- Short problem: Rewrite the lines from the start through the line containing "pixel 423 156", inclusive, changing every "photo" to "image" and keeping everything else the same. Omit the pictures from your answer.

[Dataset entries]
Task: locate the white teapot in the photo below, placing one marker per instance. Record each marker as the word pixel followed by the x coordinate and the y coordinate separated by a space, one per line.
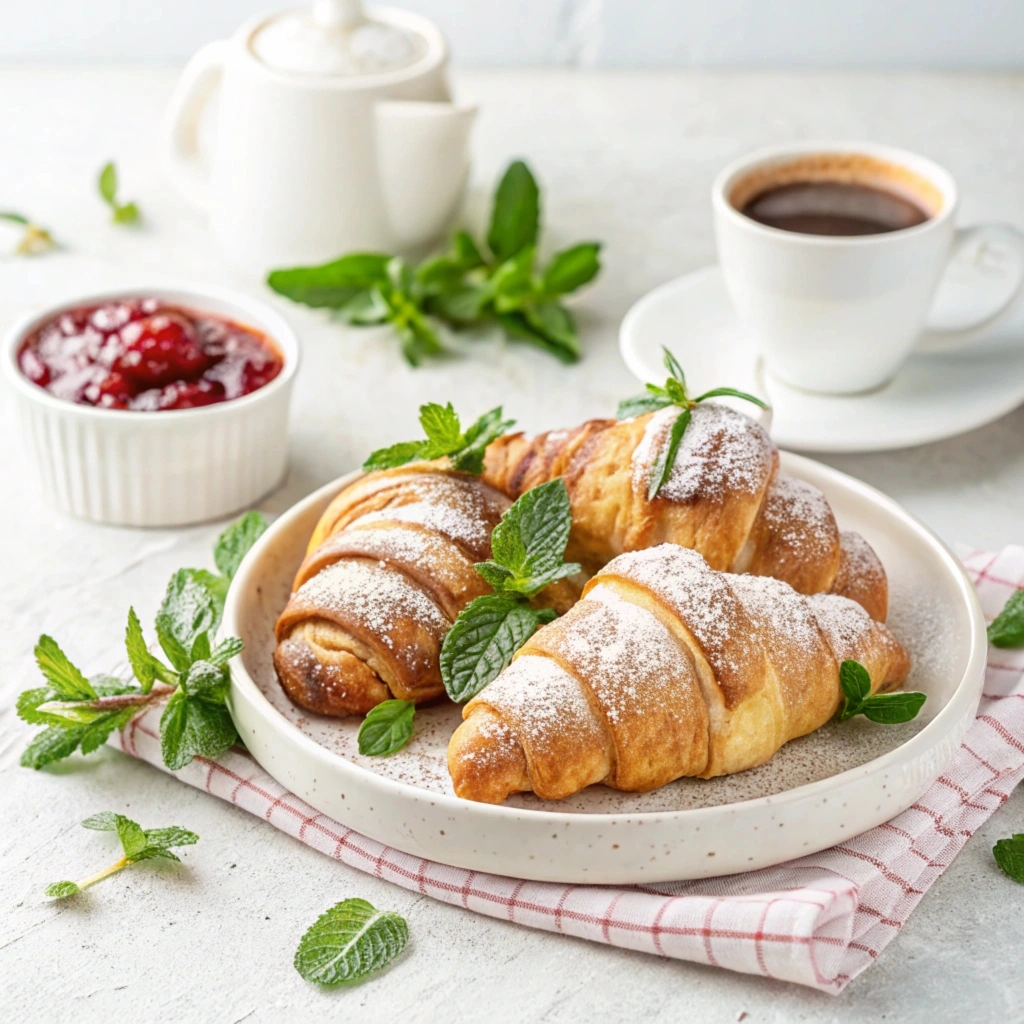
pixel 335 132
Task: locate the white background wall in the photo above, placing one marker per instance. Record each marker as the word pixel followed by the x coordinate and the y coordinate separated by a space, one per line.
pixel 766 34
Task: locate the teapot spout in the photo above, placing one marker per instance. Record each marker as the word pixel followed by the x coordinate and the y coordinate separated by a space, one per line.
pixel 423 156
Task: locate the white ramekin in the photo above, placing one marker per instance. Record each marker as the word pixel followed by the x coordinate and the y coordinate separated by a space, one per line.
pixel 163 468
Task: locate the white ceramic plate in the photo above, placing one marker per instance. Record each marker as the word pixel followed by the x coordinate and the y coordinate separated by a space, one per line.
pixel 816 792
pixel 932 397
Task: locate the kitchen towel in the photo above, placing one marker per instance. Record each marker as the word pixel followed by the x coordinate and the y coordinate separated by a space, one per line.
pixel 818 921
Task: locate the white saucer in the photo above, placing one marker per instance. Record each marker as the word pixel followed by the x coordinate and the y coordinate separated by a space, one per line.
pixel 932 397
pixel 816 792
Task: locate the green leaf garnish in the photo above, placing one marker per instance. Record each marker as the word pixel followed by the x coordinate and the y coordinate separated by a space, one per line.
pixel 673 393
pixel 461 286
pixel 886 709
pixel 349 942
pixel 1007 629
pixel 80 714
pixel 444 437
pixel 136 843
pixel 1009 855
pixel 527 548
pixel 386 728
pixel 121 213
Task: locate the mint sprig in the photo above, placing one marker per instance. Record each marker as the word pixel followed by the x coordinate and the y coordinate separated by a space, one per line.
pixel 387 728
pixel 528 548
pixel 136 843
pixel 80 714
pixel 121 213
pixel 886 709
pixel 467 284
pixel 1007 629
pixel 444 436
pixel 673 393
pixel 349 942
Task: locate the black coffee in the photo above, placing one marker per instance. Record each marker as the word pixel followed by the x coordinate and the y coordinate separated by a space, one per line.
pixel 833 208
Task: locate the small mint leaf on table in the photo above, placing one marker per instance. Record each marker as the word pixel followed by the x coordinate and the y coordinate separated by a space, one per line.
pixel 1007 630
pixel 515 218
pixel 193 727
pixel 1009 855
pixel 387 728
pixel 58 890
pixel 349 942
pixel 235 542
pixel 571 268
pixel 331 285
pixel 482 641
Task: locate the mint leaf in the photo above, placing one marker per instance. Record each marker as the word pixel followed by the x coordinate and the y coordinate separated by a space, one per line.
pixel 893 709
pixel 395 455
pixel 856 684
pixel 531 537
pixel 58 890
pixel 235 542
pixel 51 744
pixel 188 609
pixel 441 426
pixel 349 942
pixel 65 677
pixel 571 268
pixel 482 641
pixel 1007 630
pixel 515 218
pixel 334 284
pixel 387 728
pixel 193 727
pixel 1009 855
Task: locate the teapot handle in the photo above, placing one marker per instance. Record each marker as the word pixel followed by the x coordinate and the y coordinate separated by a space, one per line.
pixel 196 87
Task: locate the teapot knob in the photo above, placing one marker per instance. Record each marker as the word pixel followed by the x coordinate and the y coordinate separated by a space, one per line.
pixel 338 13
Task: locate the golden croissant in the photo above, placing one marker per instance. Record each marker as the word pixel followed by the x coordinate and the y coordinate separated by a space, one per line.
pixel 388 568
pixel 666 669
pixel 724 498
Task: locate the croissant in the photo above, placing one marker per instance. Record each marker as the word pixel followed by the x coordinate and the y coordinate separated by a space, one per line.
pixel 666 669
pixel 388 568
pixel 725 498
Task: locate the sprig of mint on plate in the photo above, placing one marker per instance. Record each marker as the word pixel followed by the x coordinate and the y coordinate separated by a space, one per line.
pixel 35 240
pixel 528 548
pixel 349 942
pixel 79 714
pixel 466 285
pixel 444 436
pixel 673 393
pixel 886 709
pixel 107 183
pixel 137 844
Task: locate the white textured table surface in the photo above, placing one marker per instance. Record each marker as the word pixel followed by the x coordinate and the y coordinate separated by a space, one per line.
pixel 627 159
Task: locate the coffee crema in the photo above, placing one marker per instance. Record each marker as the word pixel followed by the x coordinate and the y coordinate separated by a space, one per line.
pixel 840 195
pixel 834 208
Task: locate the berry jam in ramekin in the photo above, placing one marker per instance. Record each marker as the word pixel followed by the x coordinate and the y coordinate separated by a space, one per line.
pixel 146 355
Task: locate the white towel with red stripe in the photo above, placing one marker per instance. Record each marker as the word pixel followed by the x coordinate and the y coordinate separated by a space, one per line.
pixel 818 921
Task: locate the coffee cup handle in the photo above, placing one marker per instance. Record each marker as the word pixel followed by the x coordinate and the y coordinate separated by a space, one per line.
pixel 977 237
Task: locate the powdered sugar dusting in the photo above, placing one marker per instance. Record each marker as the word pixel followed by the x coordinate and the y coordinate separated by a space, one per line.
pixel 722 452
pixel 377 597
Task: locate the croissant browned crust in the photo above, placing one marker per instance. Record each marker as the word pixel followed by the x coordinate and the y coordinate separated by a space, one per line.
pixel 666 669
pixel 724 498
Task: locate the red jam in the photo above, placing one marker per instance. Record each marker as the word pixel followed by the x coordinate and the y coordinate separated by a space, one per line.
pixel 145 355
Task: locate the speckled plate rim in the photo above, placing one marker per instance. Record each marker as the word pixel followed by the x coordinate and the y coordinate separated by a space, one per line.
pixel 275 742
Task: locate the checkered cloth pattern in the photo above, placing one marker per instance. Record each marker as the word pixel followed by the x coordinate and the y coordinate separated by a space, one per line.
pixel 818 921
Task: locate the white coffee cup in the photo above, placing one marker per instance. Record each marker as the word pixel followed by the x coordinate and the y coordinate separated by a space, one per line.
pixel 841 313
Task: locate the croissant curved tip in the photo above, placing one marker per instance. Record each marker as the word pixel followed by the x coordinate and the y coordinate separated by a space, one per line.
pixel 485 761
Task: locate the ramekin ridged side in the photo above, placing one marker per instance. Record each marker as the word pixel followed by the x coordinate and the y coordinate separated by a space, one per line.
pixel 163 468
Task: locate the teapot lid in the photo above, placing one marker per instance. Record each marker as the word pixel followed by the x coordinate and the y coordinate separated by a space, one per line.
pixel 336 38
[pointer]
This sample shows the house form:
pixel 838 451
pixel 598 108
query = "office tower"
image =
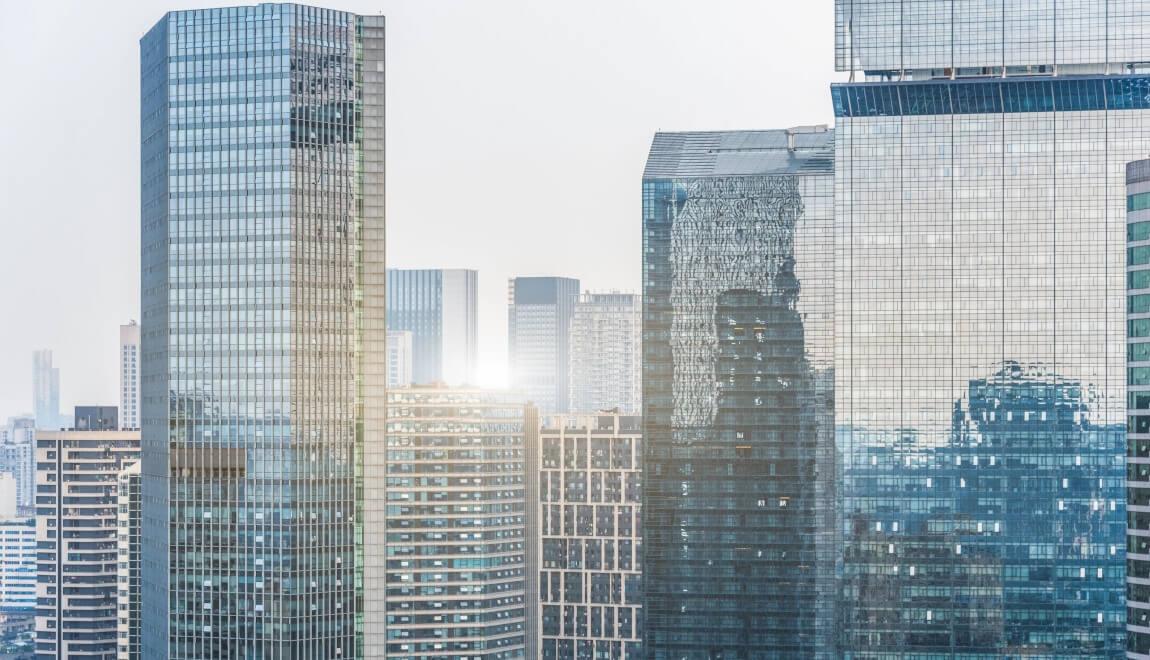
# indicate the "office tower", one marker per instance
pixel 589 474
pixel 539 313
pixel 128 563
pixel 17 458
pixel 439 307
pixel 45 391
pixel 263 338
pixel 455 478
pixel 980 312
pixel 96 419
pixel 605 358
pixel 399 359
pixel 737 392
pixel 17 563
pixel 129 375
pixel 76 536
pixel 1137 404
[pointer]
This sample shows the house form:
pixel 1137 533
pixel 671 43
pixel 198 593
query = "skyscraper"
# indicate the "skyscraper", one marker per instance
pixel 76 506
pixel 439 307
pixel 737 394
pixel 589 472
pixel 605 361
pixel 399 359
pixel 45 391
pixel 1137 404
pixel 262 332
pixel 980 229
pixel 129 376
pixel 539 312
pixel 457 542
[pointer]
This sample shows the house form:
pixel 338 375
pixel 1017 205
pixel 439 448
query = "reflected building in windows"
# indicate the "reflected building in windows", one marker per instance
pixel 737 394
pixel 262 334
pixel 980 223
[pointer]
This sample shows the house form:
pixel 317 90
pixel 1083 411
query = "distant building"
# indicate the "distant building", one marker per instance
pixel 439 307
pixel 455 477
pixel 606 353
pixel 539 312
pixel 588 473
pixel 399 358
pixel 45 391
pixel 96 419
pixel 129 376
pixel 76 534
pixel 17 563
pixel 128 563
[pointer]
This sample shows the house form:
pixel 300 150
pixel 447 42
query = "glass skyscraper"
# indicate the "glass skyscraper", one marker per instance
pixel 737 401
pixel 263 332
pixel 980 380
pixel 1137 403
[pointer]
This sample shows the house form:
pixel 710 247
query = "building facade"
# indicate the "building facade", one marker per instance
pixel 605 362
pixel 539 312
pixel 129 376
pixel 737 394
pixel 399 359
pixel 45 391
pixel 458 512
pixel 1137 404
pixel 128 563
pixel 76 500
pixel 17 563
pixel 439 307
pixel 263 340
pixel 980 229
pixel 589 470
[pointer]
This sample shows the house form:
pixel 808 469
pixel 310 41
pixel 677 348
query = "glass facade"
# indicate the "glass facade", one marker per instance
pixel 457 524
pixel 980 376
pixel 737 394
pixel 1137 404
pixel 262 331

- Task response:
Task: locate the white teapot in the image below, placing one marker per instance. Record each marker as the word pixel followed by the x coordinate and the y coordinate separated by a space, one per line.
pixel 335 132
Task: locate the white background wall in the image above, placing one marker per instance. Record each marker as the word pixel followed by the x coordinate and the y coordinate separated by a space, one per line.
pixel 766 34
Task: locate the teapot spout in the image above, placing one marker per instance. Record each marker as the word pixel followed by the x coordinate and the y coordinate separated by a space, one per line.
pixel 423 156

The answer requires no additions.